* EXERCISE
State how many lines of the entries below hold the word "dark"; reply with nothing but the number.

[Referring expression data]
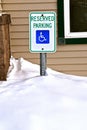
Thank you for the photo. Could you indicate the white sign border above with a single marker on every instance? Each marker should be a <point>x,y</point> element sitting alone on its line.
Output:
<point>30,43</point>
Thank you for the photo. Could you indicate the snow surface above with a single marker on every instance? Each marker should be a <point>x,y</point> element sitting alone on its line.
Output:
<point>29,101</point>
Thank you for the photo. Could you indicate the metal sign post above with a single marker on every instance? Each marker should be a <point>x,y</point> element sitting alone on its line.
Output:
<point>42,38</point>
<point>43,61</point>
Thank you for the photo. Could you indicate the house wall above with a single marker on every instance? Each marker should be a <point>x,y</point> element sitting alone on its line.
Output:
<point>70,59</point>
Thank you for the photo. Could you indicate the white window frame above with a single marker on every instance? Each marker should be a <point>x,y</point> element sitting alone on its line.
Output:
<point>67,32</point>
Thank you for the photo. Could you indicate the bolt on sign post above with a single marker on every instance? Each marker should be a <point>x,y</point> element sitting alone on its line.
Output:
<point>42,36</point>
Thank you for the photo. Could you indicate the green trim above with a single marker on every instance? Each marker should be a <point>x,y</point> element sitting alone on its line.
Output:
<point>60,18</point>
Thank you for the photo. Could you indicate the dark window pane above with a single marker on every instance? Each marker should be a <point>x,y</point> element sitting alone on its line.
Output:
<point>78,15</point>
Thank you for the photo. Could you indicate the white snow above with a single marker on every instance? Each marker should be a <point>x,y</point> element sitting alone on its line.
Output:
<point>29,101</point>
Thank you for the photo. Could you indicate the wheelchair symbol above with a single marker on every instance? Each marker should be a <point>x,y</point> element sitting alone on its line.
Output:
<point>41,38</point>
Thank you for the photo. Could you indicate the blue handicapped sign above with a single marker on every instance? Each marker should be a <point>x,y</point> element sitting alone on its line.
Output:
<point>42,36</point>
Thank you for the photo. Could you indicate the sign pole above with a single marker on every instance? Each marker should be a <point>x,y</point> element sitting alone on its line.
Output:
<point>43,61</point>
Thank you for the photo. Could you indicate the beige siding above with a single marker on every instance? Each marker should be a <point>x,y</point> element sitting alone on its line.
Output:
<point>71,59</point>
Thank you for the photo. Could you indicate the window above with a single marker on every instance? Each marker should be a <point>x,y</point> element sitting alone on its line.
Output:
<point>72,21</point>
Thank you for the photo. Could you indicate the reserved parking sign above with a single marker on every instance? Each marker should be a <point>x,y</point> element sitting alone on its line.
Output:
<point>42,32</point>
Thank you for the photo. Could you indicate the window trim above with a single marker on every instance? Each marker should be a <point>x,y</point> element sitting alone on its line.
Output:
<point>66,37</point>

==

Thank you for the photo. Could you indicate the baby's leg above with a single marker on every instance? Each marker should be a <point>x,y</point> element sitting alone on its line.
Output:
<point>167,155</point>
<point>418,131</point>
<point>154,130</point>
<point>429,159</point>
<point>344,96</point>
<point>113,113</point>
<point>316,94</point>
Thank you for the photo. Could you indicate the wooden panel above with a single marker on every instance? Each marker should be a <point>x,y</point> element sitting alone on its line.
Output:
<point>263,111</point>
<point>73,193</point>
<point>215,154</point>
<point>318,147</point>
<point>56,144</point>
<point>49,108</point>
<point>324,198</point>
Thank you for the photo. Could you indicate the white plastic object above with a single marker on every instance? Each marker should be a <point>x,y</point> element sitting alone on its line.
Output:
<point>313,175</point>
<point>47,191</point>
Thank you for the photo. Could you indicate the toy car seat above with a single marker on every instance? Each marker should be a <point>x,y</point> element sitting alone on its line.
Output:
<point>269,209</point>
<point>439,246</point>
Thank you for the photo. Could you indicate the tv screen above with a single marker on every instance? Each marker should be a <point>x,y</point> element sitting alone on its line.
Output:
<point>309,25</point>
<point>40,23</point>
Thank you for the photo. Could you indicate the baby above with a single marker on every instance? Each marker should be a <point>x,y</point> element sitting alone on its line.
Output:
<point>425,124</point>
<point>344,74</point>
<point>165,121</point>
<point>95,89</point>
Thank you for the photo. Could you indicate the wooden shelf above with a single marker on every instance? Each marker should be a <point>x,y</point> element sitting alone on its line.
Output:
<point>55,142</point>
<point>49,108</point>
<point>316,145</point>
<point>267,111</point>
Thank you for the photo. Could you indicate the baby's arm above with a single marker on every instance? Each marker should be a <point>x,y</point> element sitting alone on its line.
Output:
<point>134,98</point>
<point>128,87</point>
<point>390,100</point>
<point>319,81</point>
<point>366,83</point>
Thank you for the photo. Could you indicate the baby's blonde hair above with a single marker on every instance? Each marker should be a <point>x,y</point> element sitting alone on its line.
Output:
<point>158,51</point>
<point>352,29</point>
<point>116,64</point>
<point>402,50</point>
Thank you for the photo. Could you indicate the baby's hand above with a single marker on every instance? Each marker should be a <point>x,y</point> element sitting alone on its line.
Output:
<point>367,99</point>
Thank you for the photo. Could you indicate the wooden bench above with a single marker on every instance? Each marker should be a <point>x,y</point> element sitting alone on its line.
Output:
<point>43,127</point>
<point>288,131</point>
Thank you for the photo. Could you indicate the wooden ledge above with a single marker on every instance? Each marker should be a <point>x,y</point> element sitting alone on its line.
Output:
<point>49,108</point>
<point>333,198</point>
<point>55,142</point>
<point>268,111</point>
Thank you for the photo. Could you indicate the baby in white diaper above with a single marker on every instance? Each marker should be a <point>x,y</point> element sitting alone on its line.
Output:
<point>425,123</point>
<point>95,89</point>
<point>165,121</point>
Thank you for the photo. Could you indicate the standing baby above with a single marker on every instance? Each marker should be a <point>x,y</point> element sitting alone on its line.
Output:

==

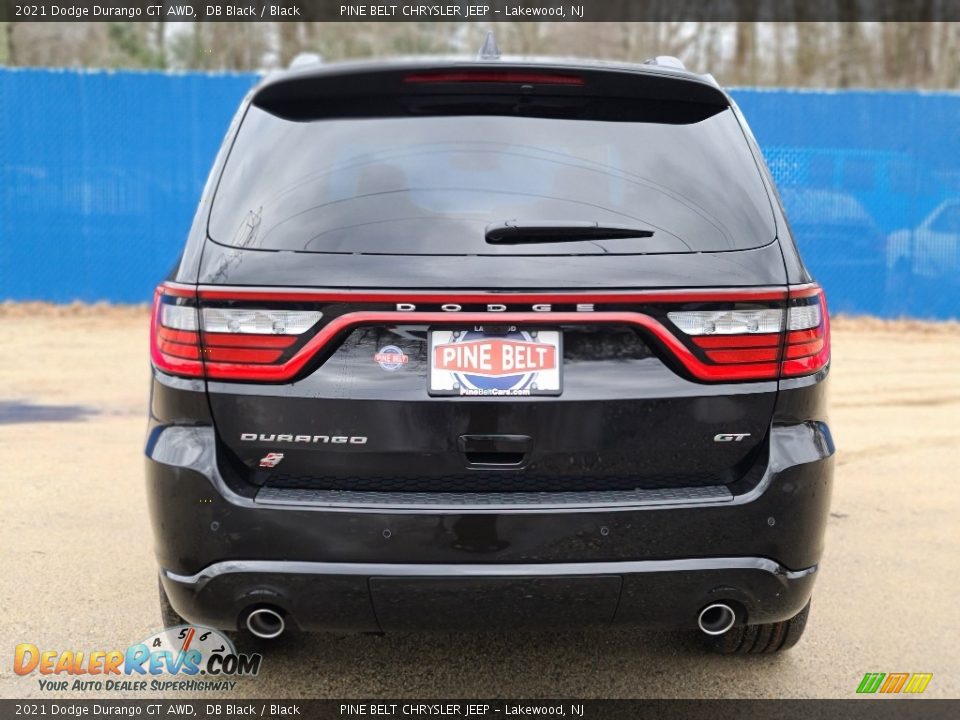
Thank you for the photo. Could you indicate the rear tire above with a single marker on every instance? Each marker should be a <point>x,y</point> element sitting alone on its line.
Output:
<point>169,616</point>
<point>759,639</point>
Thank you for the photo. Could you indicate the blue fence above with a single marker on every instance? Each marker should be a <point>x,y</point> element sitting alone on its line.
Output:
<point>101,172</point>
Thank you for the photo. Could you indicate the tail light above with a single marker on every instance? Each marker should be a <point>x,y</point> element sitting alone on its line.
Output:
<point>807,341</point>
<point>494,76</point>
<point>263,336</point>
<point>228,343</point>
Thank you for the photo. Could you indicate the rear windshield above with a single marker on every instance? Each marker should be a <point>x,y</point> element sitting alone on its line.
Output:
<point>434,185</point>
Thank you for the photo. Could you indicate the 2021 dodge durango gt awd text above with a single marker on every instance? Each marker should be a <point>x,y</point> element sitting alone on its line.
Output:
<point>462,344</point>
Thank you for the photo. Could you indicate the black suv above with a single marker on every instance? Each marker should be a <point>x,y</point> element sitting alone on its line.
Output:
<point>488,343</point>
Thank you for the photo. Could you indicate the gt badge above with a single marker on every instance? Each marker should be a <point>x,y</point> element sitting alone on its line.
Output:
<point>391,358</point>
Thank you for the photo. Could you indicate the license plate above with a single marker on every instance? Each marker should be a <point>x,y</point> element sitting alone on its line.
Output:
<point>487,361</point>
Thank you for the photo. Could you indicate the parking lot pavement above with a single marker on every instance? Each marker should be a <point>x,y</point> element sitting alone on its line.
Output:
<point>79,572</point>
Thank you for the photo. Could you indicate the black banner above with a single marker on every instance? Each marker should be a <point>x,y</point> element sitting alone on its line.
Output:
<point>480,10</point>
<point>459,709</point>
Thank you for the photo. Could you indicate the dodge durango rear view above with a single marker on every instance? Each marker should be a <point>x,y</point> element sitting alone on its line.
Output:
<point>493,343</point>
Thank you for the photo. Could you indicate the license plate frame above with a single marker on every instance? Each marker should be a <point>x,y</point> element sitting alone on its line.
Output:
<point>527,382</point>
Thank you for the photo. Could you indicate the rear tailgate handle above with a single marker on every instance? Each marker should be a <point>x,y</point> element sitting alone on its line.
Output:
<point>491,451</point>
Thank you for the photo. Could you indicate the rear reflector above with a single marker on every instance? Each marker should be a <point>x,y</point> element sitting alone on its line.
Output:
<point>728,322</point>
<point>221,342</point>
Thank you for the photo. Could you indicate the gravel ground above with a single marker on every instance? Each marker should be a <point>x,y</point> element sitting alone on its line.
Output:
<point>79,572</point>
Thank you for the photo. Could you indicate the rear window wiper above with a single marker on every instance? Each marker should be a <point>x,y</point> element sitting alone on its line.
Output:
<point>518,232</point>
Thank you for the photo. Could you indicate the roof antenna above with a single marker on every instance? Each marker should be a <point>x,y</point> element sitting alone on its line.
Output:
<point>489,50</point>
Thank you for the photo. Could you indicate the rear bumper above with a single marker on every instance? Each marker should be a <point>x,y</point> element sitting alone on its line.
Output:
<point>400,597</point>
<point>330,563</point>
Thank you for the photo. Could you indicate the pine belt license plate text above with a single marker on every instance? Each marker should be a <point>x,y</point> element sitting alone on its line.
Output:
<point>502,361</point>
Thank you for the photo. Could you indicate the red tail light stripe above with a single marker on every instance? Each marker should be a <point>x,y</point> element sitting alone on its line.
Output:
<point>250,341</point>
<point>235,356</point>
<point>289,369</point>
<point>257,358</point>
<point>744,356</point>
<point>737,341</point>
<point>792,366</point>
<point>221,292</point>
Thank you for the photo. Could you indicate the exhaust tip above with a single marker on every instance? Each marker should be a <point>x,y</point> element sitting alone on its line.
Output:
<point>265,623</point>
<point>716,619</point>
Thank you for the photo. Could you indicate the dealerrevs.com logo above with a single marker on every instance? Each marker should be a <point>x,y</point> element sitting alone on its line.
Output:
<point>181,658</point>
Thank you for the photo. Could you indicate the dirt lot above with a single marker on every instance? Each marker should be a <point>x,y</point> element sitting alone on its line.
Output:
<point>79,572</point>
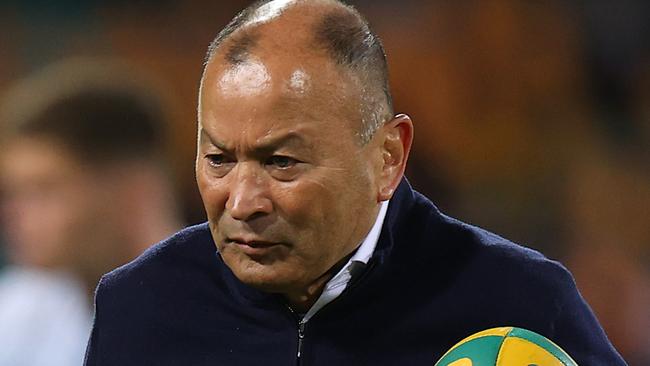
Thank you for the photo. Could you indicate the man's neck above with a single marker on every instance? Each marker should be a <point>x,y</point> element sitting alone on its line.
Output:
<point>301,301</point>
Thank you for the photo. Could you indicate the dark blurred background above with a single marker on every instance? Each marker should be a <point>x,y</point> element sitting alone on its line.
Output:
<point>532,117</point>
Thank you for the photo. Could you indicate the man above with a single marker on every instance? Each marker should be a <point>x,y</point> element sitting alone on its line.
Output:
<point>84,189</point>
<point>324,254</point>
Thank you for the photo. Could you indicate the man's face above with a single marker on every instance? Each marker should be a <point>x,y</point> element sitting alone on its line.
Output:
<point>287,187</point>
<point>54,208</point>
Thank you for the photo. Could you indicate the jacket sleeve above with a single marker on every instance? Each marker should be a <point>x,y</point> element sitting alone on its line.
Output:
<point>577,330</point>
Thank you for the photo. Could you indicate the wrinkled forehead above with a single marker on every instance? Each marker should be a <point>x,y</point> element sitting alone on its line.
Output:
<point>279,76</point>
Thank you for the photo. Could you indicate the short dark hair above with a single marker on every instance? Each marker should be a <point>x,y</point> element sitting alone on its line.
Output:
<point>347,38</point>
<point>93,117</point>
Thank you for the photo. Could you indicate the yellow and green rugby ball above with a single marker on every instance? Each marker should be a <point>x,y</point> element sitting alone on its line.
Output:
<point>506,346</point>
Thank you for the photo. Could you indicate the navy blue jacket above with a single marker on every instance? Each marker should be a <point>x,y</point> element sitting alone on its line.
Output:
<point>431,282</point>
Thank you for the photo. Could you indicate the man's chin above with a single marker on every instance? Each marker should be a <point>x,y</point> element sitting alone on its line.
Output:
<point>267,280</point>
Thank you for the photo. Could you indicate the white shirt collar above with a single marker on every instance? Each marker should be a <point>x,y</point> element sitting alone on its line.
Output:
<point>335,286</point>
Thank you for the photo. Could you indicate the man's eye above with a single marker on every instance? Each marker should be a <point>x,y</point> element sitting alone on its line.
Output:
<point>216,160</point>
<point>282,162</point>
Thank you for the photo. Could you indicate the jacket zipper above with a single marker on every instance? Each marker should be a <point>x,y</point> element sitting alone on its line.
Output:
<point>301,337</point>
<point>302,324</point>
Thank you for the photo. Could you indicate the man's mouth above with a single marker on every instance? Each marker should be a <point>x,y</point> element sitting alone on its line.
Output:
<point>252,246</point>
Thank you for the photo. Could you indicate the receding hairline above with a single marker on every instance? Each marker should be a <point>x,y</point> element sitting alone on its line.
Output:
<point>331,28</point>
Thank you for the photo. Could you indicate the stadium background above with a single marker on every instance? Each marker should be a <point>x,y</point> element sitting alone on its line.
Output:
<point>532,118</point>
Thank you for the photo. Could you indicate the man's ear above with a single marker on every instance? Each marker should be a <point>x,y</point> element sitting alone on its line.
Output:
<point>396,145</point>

* WRITTEN REPLY
3